**Job**. Repeat each entry as written and leave the images out of the copy.

═══ The data ═══

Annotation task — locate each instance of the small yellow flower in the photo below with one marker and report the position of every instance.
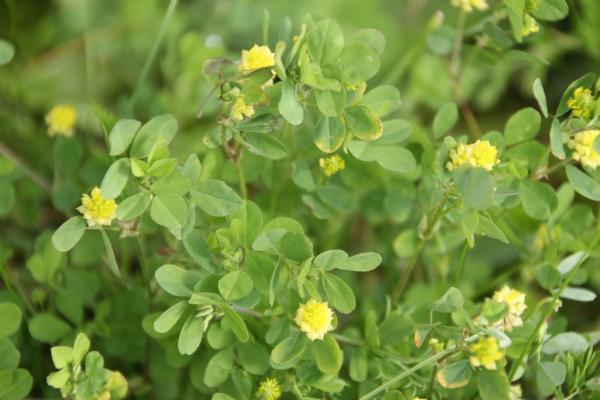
(61, 120)
(96, 209)
(515, 301)
(240, 110)
(530, 25)
(479, 154)
(582, 144)
(470, 5)
(582, 103)
(269, 389)
(331, 165)
(485, 352)
(256, 58)
(314, 318)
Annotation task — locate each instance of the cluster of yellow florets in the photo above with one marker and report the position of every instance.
(269, 389)
(96, 209)
(485, 352)
(582, 103)
(480, 154)
(315, 319)
(257, 57)
(61, 120)
(470, 5)
(332, 165)
(241, 110)
(515, 301)
(582, 144)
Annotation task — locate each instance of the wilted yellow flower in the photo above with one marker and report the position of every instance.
(582, 144)
(485, 352)
(331, 165)
(479, 154)
(314, 318)
(256, 58)
(515, 301)
(96, 209)
(61, 120)
(269, 389)
(470, 5)
(582, 103)
(240, 110)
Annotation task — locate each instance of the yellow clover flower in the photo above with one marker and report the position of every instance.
(582, 103)
(269, 389)
(240, 110)
(479, 154)
(470, 5)
(485, 352)
(314, 318)
(257, 57)
(582, 144)
(332, 165)
(515, 301)
(61, 120)
(96, 209)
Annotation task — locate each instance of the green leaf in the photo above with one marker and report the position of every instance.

═══

**Response to this exercise**.
Annotation task — locate each instance of the small yellow flower in the photo below with one marker and report the position of every instance.
(61, 120)
(96, 209)
(515, 301)
(240, 110)
(530, 25)
(479, 154)
(582, 144)
(470, 5)
(582, 103)
(269, 389)
(331, 165)
(485, 352)
(256, 58)
(314, 318)
Annotation task — locate each instance of the cluster of yellow florets in the photo above with one marker and report the position of every instance.
(269, 389)
(96, 209)
(485, 352)
(582, 103)
(480, 154)
(315, 319)
(257, 57)
(61, 120)
(470, 5)
(332, 165)
(241, 110)
(515, 301)
(582, 144)
Annotation task — locate each instance of the wilted yellow flower in the photo above with one marker and report the position of every instance.
(582, 144)
(485, 352)
(331, 165)
(479, 154)
(314, 318)
(256, 58)
(515, 301)
(96, 209)
(61, 120)
(269, 389)
(470, 5)
(582, 103)
(240, 110)
Annotation task — locate each instance of the yellow clover flower in the photo above with one marker and report the position of every instance.
(582, 103)
(269, 389)
(240, 110)
(479, 154)
(470, 5)
(485, 352)
(314, 318)
(257, 57)
(582, 144)
(332, 165)
(515, 301)
(61, 120)
(96, 209)
Annotation task — locate each instance of the green leaf in the photo above with one marker and report the position of every instance.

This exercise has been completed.